--- start Record excerpts ---
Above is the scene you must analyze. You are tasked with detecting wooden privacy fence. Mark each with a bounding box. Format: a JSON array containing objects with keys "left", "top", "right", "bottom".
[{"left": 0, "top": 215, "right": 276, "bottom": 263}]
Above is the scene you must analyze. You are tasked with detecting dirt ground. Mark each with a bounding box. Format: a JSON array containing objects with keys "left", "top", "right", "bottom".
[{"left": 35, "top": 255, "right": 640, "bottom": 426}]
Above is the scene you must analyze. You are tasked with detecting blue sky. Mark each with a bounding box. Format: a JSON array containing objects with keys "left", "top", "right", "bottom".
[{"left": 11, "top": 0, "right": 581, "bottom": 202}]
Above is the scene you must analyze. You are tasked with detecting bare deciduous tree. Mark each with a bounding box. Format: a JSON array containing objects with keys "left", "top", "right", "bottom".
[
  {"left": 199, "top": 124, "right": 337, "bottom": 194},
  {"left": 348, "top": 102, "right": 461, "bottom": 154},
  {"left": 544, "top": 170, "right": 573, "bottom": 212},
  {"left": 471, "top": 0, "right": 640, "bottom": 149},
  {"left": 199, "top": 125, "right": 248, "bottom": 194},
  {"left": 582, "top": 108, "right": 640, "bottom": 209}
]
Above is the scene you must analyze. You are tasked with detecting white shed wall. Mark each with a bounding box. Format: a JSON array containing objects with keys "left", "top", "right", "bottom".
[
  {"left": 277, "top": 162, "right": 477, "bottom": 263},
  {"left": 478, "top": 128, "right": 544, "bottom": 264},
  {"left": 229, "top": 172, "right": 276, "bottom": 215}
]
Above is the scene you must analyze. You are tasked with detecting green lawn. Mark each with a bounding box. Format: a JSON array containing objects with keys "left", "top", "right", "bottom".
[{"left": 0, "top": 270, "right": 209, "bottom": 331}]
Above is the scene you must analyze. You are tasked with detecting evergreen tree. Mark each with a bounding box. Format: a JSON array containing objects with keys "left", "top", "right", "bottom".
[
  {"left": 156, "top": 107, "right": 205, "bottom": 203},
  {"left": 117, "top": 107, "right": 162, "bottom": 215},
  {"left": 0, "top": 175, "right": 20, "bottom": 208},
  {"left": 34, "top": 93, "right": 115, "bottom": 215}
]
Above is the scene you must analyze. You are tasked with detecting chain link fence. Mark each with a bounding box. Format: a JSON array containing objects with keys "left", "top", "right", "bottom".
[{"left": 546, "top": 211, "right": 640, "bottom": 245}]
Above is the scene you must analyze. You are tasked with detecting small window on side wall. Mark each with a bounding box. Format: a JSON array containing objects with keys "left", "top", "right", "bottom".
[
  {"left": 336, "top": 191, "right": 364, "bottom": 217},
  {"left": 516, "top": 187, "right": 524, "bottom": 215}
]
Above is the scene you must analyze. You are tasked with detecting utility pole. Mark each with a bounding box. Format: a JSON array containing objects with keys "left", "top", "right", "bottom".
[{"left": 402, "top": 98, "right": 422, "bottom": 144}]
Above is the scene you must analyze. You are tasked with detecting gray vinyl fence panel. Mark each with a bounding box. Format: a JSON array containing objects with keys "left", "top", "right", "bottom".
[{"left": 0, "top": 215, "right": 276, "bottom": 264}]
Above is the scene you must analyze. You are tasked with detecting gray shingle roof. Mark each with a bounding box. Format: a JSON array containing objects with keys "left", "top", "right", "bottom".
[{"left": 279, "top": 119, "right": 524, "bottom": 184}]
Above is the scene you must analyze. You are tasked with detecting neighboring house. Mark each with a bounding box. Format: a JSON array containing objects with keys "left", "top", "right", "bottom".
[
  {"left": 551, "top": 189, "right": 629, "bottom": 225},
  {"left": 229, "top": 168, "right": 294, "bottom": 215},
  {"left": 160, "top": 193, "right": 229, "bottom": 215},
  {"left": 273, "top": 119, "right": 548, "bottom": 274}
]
--- end Record excerpts ---
Problem to work on: Restate each record word for word.

Task solution:
Above is the scene you must analyze. You are tasked with detecting wooden privacy fence. Mark each with a bounding box. Format: a JSON array containing objects with keys "left", "top", "right", "bottom".
[{"left": 0, "top": 215, "right": 276, "bottom": 263}]
Above is the scene you must analyze. You are tasked with detecting dirt ground. Mark each with a bounding box. Format: a JSON array containing objects with keys "left", "top", "right", "bottom".
[{"left": 35, "top": 255, "right": 640, "bottom": 426}]
Above is the scene you must analyze. You are tasked with detecting blue sky. Mark each with a bounding box. Format: a JSON array containing objects with keys "left", "top", "right", "bottom".
[{"left": 11, "top": 0, "right": 581, "bottom": 202}]
Above is the scene you must analyze. You are tasked with detecting bare deciduous tree. Mark each with a bounding box. Format: a JSON array containing objects with keys "left", "top", "right", "bottom".
[
  {"left": 199, "top": 124, "right": 337, "bottom": 194},
  {"left": 348, "top": 102, "right": 461, "bottom": 154},
  {"left": 544, "top": 170, "right": 573, "bottom": 212},
  {"left": 471, "top": 0, "right": 640, "bottom": 149},
  {"left": 199, "top": 125, "right": 248, "bottom": 194},
  {"left": 582, "top": 108, "right": 640, "bottom": 209}
]
Above is the scene you must analyze. You are tasked with detecting white shed wall. Mark each with a bounding box. Format: a JSON array containing objects with keys "left", "top", "right", "bottom".
[
  {"left": 277, "top": 162, "right": 477, "bottom": 263},
  {"left": 478, "top": 128, "right": 544, "bottom": 264},
  {"left": 229, "top": 172, "right": 276, "bottom": 215}
]
Above is the scene you must analyze. You are tasked with detecting green lawn. Mark each with a bounding box. Format: a JSON array containing objects with keys "left", "top", "right", "bottom".
[{"left": 0, "top": 270, "right": 209, "bottom": 331}]
Above is the scene you must analyze. You are tasked with detecting evergreen tree. Mark each with a bounding box. Format: a JSON array containing objects with keys "left", "top", "right", "bottom".
[
  {"left": 156, "top": 107, "right": 205, "bottom": 203},
  {"left": 117, "top": 107, "right": 162, "bottom": 215},
  {"left": 0, "top": 175, "right": 20, "bottom": 208},
  {"left": 34, "top": 93, "right": 115, "bottom": 215}
]
Above is the scene you must analyze. You are tasked with detecting chain link fence. Mark each with a bounding box. Format: a JSON array containing objects with keys "left", "top", "right", "bottom".
[{"left": 546, "top": 211, "right": 640, "bottom": 245}]
Above is the scene you must analyze. You are tasked with detecting small window on side wall. Mark each with a bounding box. Format: a JSON array containing objects with keys "left", "top", "right", "bottom".
[
  {"left": 336, "top": 191, "right": 364, "bottom": 217},
  {"left": 516, "top": 187, "right": 524, "bottom": 215}
]
Above is the scene you must analyze. You are tasked with detecting utility pole. Mark each with a bounding box. Format: a JSON array containing objects with keys "left", "top", "right", "bottom".
[{"left": 402, "top": 98, "right": 422, "bottom": 144}]
Above is the scene you must analyze. You are tasked with detecting gray vinyl fence panel. Mark each with a bounding box. Format: a JSON array containing objects with keys "left", "top", "right", "bottom".
[{"left": 0, "top": 215, "right": 276, "bottom": 264}]
Above is the scene you must analyze. You are tasked with detecting gray shingle roof. Mark each with a bounding box. Format: a JSON array containing objects with keys "left", "top", "right", "bottom".
[{"left": 279, "top": 119, "right": 524, "bottom": 184}]
Above is the scene you must analyze. You are tasked with detecting neighboring house. Mark each with a bounding box. Format: a JSON array containing objects with keys "left", "top", "right", "bottom".
[
  {"left": 551, "top": 189, "right": 629, "bottom": 225},
  {"left": 229, "top": 168, "right": 294, "bottom": 215},
  {"left": 160, "top": 193, "right": 229, "bottom": 215},
  {"left": 273, "top": 119, "right": 548, "bottom": 274}
]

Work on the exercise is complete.